◆ **Requirement**:
Every line of the material is to be duplicated precisely.

************

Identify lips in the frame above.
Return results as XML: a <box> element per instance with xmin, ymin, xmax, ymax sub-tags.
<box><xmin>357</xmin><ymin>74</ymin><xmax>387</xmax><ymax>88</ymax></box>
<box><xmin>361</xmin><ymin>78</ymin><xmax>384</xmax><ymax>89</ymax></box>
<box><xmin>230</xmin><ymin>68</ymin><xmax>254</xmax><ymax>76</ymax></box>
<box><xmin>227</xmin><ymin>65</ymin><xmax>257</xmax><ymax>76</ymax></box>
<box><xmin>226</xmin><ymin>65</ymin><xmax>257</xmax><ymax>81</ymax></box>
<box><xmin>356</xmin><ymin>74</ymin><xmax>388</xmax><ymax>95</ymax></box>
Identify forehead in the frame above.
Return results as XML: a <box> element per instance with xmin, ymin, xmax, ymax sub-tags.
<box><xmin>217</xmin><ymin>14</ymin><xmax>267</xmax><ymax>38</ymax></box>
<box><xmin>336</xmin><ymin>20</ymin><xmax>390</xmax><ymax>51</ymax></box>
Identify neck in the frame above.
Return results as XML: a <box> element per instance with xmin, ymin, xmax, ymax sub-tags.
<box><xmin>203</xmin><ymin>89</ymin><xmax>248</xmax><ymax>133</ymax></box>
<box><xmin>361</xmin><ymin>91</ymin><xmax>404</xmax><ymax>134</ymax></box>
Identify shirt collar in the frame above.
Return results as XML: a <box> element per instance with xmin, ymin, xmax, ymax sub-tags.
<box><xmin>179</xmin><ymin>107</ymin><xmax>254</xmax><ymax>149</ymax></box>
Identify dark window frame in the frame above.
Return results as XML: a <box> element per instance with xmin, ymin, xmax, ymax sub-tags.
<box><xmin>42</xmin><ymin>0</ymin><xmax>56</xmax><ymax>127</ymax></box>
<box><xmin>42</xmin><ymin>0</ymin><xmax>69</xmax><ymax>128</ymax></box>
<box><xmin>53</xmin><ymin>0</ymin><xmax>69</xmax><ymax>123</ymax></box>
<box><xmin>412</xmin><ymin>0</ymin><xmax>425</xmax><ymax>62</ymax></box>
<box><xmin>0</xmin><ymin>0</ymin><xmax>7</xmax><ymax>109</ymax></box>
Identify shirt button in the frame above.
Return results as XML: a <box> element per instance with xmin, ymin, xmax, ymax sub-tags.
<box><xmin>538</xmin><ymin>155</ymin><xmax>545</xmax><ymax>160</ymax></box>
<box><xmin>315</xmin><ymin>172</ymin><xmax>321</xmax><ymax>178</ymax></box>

************

◆ **Task response**:
Identify lips in the frame above.
Return results as XML: a <box> element per instance with xmin, ymin, xmax, ymax sub-tags.
<box><xmin>357</xmin><ymin>74</ymin><xmax>387</xmax><ymax>88</ymax></box>
<box><xmin>361</xmin><ymin>78</ymin><xmax>384</xmax><ymax>89</ymax></box>
<box><xmin>230</xmin><ymin>68</ymin><xmax>254</xmax><ymax>76</ymax></box>
<box><xmin>227</xmin><ymin>65</ymin><xmax>257</xmax><ymax>76</ymax></box>
<box><xmin>226</xmin><ymin>65</ymin><xmax>257</xmax><ymax>81</ymax></box>
<box><xmin>356</xmin><ymin>74</ymin><xmax>388</xmax><ymax>95</ymax></box>
Identify forehead in the frame above.
Return results as XML: a <box> element per instance with xmin, ymin, xmax, ymax sub-tags.
<box><xmin>217</xmin><ymin>14</ymin><xmax>267</xmax><ymax>38</ymax></box>
<box><xmin>336</xmin><ymin>20</ymin><xmax>390</xmax><ymax>51</ymax></box>
Identify neck in the frame above.
Return results as XML: a <box> element per instance with xmin, ymin, xmax, ymax sub-tags.
<box><xmin>203</xmin><ymin>89</ymin><xmax>248</xmax><ymax>133</ymax></box>
<box><xmin>361</xmin><ymin>91</ymin><xmax>404</xmax><ymax>134</ymax></box>
Identify shirt collar in the frame above.
Return results as XML: a <box> element per instance with xmin, ymin, xmax, ymax sub-tags.
<box><xmin>179</xmin><ymin>107</ymin><xmax>254</xmax><ymax>149</ymax></box>
Identify dark window frame in the frame above.
Return results as XML: a <box> element per instance with xmin, ymin, xmax, ymax sub-tags.
<box><xmin>42</xmin><ymin>0</ymin><xmax>56</xmax><ymax>127</ymax></box>
<box><xmin>42</xmin><ymin>0</ymin><xmax>69</xmax><ymax>128</ymax></box>
<box><xmin>53</xmin><ymin>0</ymin><xmax>69</xmax><ymax>123</ymax></box>
<box><xmin>412</xmin><ymin>0</ymin><xmax>425</xmax><ymax>62</ymax></box>
<box><xmin>0</xmin><ymin>0</ymin><xmax>7</xmax><ymax>109</ymax></box>
Identify shirt button in the frame above.
Return results as XML: a <box> element per instance with xmin, ymin, xmax, ymax sub-tags.
<box><xmin>538</xmin><ymin>155</ymin><xmax>545</xmax><ymax>160</ymax></box>
<box><xmin>315</xmin><ymin>172</ymin><xmax>321</xmax><ymax>178</ymax></box>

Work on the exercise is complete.